··· MATERIAL TO PROCESS ···
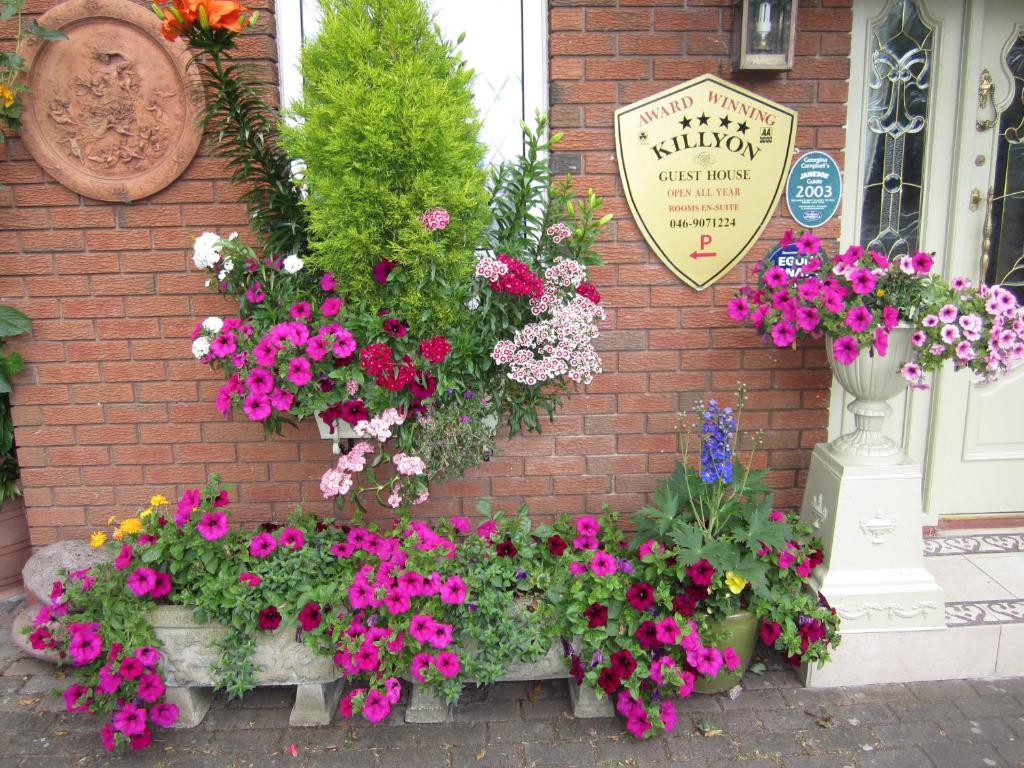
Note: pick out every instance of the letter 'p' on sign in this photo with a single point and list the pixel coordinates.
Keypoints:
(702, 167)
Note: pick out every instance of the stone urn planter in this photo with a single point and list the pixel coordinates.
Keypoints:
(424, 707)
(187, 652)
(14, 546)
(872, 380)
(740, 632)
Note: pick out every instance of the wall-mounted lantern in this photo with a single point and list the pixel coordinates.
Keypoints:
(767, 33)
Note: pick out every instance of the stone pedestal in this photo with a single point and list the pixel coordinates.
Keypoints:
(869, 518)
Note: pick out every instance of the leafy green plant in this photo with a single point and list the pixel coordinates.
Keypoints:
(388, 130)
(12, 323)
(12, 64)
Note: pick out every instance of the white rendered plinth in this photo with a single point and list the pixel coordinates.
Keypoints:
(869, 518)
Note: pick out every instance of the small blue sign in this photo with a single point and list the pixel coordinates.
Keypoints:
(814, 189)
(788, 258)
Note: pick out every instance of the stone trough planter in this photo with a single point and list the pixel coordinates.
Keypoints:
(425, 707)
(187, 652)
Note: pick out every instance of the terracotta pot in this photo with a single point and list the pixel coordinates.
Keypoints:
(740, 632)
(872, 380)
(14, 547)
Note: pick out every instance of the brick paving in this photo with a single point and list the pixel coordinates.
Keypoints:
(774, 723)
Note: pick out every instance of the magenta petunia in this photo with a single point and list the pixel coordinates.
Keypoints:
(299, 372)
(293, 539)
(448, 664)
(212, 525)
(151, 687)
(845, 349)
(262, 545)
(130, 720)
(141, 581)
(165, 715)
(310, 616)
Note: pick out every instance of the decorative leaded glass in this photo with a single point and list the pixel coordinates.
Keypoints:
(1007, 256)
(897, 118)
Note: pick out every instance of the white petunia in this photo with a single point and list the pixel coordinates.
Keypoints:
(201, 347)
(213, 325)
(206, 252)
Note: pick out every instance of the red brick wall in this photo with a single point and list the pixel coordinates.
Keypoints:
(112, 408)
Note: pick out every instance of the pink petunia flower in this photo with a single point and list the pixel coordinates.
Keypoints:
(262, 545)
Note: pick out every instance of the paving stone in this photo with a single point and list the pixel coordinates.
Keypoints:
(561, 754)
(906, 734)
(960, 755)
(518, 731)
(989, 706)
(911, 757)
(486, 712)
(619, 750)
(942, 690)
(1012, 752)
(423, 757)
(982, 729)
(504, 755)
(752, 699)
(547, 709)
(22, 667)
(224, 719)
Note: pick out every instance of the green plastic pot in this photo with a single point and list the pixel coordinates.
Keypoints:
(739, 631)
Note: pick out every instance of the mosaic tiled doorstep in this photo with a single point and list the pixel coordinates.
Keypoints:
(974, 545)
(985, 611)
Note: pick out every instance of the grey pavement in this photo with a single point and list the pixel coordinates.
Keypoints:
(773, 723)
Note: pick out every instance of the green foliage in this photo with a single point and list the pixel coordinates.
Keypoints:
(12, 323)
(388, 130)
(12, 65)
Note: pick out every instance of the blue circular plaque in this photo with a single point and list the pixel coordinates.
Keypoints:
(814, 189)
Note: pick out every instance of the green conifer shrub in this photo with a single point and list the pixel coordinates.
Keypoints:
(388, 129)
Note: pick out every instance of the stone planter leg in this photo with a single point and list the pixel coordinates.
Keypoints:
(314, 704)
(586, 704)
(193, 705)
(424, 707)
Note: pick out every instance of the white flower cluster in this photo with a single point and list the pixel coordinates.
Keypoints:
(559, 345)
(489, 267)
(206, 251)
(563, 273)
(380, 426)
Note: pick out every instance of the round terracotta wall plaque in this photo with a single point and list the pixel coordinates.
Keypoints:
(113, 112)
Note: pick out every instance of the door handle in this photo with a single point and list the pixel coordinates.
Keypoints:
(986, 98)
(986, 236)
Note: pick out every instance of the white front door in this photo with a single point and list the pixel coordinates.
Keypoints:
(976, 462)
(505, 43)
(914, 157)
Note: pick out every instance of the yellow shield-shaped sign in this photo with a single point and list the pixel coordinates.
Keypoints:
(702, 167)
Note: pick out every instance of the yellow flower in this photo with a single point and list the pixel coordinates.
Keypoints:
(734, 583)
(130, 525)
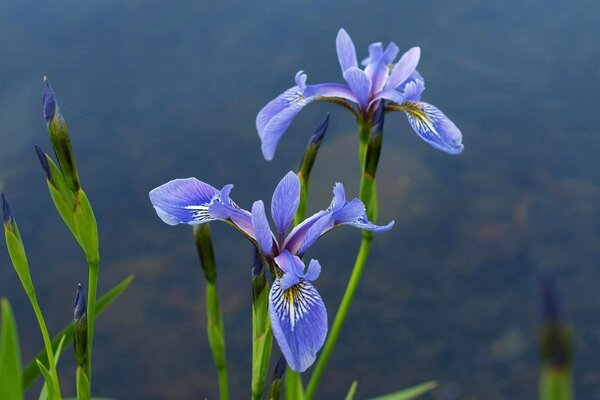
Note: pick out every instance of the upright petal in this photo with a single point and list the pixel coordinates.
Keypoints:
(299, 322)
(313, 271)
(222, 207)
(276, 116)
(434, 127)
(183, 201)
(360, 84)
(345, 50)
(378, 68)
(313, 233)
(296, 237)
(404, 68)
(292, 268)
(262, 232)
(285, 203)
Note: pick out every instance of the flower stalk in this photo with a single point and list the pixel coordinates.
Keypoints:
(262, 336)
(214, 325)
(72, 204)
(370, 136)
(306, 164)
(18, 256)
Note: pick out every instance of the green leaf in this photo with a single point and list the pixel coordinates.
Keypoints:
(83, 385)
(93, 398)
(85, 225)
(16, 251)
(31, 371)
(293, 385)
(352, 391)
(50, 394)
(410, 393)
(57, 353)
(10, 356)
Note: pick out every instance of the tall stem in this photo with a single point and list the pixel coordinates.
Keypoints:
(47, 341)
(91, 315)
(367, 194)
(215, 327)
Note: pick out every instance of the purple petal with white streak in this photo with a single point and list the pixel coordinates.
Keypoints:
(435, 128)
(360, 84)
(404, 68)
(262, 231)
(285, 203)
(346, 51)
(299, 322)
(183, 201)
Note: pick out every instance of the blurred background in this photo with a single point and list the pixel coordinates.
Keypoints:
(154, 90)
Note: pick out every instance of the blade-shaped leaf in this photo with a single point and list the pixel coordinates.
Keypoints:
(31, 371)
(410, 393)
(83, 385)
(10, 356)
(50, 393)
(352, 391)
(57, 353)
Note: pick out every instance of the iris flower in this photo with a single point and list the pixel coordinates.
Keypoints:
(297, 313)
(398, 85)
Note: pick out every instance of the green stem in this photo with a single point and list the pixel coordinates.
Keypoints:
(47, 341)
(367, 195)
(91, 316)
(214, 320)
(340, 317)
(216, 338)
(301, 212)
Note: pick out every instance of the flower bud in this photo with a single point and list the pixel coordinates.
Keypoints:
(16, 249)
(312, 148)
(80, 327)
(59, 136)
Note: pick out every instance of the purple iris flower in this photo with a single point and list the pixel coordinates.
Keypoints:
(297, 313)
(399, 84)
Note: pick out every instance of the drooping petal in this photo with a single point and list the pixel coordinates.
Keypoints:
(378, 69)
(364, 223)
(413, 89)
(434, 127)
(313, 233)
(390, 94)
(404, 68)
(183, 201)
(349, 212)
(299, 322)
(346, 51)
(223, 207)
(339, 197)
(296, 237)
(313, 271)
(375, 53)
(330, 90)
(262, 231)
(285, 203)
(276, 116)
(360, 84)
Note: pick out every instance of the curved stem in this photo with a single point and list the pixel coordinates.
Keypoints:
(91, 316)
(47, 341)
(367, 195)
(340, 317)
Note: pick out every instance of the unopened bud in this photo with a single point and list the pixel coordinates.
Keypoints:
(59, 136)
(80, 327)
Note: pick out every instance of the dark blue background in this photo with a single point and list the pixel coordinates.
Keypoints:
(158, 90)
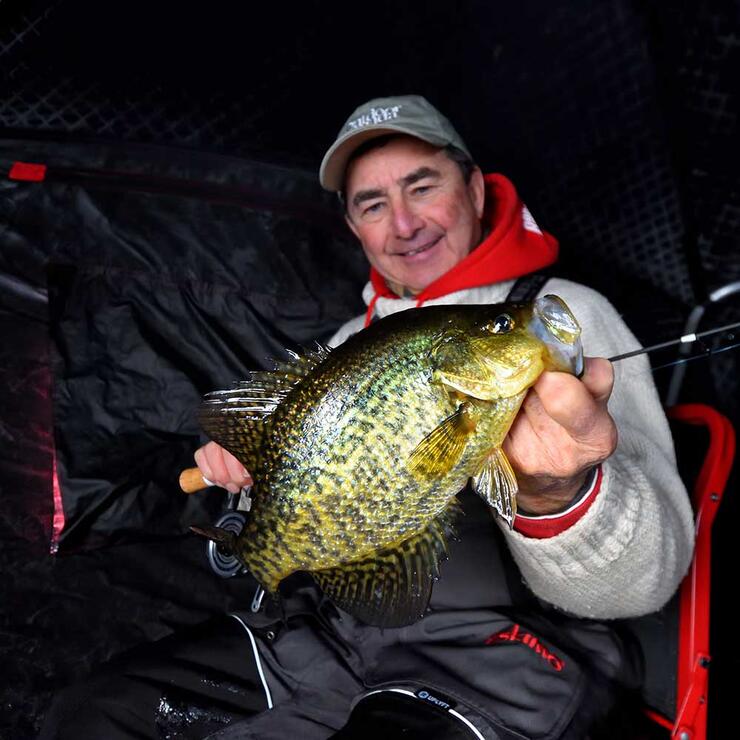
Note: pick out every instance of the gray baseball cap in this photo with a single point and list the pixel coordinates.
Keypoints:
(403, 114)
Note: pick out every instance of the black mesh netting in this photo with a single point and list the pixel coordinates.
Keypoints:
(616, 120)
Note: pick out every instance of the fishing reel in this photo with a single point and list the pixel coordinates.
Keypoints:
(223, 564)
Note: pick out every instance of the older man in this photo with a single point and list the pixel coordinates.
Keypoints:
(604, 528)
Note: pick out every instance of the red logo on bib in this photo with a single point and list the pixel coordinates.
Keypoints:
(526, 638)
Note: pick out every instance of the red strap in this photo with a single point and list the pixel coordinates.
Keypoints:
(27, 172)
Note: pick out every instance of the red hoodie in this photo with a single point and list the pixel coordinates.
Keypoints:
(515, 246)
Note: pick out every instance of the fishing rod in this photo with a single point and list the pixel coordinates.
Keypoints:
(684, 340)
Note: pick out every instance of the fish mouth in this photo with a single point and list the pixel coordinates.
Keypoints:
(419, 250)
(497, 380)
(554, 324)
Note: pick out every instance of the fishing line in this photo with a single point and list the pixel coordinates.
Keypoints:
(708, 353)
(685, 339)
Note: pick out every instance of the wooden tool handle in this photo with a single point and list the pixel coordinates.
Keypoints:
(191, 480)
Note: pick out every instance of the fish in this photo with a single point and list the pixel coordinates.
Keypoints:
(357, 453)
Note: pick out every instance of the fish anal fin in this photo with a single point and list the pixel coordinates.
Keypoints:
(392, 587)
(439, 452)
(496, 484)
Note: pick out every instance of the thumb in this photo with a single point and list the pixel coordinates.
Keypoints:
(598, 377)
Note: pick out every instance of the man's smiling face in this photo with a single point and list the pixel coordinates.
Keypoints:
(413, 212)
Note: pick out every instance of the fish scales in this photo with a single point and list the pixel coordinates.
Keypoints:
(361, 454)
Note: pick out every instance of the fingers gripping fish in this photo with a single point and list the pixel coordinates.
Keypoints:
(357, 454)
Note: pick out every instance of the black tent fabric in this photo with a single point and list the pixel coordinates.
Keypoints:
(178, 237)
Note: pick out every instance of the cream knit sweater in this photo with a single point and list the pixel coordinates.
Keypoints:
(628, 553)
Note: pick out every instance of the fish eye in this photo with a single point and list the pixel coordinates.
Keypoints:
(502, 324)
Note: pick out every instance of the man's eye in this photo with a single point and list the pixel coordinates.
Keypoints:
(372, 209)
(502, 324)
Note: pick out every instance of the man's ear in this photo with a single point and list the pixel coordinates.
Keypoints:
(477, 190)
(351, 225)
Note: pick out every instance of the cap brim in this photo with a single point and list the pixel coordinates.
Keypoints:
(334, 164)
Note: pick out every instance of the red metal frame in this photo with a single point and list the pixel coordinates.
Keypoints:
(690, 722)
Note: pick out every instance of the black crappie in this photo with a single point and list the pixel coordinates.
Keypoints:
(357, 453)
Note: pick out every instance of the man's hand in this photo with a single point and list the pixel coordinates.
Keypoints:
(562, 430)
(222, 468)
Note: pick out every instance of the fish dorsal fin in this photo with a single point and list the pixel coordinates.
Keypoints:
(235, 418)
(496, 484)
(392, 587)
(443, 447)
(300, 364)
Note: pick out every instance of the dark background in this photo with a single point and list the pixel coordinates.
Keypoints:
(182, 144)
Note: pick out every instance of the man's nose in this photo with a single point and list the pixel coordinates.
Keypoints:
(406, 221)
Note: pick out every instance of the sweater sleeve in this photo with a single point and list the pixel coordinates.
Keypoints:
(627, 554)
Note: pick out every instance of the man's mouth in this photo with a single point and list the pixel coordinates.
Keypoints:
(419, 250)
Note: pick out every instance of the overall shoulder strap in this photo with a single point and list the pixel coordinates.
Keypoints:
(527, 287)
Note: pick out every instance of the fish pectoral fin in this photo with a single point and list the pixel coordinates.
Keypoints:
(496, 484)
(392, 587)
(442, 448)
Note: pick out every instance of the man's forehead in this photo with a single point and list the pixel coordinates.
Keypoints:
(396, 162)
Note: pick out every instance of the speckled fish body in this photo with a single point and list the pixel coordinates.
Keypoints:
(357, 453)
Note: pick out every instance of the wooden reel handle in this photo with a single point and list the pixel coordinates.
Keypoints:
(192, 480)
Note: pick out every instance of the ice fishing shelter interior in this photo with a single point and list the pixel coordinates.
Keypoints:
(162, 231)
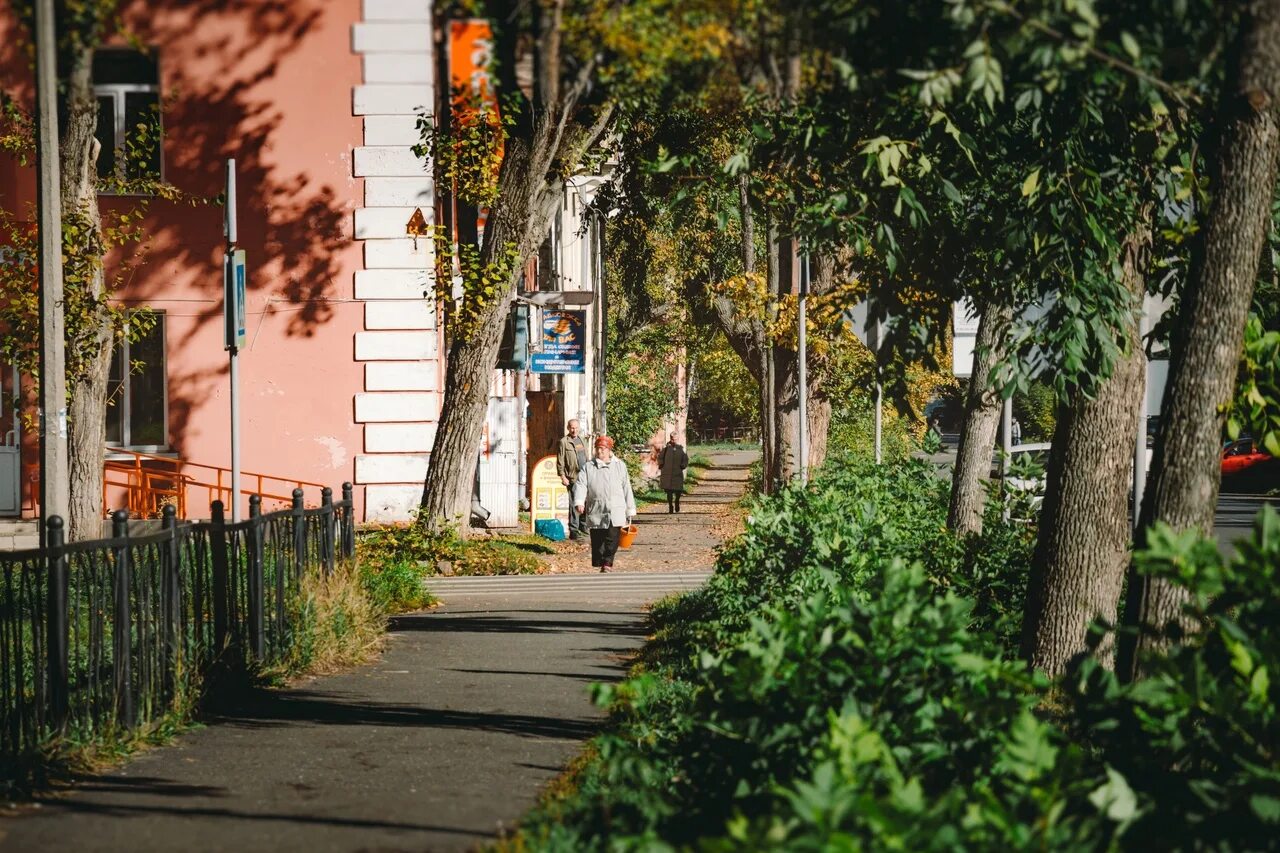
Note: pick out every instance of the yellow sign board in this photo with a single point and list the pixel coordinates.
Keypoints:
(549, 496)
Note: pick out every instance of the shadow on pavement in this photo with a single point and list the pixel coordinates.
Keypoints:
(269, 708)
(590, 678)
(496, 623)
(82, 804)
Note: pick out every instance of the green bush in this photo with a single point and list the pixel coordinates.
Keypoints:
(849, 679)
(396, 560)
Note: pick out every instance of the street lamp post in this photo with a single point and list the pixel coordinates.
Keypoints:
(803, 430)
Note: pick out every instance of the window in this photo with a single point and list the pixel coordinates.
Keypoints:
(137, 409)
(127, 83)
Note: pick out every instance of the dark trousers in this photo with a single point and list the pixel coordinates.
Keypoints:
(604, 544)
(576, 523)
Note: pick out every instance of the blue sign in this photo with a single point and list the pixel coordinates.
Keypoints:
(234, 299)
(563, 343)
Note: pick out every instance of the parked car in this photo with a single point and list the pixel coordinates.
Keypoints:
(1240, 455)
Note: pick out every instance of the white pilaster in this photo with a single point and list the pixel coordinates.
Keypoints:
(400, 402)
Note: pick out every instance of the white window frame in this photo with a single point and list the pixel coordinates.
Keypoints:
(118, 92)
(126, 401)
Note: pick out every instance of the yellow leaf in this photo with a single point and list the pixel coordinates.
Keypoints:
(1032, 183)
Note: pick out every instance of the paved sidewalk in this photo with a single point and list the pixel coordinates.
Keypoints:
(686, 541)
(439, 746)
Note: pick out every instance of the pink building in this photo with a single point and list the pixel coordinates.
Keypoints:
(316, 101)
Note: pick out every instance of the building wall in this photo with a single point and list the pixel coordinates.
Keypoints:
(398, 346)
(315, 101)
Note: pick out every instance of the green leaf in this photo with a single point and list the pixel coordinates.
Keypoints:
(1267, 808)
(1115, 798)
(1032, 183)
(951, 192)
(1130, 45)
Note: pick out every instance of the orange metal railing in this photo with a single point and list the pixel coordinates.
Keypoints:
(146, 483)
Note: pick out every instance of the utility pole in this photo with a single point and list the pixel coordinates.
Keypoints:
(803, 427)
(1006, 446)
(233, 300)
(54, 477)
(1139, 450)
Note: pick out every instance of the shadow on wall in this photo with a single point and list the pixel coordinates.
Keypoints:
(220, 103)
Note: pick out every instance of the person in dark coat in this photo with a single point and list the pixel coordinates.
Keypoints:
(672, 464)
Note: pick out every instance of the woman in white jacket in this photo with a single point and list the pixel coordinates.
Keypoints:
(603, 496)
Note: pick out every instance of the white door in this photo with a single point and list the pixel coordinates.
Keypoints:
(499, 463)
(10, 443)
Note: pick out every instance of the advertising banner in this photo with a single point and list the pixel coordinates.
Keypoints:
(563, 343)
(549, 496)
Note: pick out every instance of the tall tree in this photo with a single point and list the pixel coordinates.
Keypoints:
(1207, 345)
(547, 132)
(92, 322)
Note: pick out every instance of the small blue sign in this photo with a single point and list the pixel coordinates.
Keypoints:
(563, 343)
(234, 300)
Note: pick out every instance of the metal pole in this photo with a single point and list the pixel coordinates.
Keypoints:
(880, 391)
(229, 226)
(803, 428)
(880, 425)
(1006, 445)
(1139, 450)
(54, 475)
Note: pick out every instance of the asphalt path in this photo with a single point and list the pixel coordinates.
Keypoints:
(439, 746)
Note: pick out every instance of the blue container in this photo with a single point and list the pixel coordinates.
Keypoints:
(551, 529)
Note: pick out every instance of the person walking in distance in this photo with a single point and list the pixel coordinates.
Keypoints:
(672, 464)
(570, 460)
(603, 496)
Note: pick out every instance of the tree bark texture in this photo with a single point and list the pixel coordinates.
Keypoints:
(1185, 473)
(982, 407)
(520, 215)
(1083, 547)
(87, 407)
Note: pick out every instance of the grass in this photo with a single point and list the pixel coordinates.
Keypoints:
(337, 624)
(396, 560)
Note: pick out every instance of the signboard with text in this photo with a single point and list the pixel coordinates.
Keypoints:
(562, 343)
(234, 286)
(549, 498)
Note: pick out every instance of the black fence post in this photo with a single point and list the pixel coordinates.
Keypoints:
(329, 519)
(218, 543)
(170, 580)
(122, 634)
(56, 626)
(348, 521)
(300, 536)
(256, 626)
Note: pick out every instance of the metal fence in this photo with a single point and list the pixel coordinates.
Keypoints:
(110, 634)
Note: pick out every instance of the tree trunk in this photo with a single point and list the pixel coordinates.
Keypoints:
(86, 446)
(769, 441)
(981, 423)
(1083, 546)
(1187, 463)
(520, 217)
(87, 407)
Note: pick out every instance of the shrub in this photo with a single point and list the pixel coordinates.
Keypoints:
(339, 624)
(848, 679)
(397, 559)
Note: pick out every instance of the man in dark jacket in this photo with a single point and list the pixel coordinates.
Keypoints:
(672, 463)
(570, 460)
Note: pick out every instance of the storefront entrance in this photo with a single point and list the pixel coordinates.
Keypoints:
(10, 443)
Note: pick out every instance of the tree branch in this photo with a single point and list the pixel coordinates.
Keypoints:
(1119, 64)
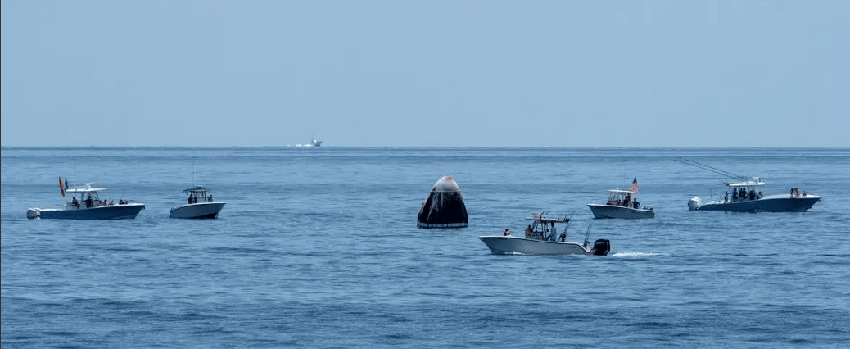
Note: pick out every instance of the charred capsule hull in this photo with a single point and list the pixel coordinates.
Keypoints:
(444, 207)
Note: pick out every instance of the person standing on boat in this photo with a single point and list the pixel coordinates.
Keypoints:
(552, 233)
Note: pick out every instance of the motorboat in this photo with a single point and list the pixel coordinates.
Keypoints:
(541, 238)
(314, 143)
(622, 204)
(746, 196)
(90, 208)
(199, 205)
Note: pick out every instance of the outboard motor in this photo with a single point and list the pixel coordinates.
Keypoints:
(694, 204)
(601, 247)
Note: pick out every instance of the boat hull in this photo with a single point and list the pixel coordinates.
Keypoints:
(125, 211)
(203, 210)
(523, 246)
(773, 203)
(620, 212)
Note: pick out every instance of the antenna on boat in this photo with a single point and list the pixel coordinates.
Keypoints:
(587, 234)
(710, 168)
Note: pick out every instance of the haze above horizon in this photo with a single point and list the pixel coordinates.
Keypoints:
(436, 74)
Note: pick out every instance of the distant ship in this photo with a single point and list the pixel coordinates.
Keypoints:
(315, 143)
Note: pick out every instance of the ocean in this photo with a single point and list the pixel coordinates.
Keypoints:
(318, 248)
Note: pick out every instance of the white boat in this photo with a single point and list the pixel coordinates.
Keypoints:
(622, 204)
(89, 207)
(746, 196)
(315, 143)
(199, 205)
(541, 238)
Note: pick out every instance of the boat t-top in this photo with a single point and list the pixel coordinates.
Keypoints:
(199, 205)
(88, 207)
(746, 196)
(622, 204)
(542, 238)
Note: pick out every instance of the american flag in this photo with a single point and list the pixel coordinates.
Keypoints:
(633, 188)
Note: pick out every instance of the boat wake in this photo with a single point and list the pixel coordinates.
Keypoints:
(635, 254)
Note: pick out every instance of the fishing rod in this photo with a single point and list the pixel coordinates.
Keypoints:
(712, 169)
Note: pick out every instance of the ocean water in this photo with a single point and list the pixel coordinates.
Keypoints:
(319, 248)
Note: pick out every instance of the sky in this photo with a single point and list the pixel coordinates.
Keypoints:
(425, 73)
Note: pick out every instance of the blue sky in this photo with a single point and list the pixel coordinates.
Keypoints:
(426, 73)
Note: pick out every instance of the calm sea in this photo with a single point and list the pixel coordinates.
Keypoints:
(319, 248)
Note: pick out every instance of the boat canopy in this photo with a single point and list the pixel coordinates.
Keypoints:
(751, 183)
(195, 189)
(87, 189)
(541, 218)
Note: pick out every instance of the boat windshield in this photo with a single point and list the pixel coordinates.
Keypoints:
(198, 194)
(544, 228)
···
Write out the lines above word for word, from the line containing "Note: pick out every instance of the calm" through the end of the records, including both of those ends.

Note: pick out every instance of the calm sea in this photo with a single point and list the pixel coordinates.
Keypoints:
(319, 248)
Note: pick out every instance of the boat canopy in this photo with a single point and list the pixel coordinates.
Keypoints:
(751, 183)
(195, 189)
(87, 189)
(541, 218)
Note: pick out every instance of the boat windshield in this photo with a single point and list the pixel coordinates.
Keypoints:
(198, 194)
(544, 228)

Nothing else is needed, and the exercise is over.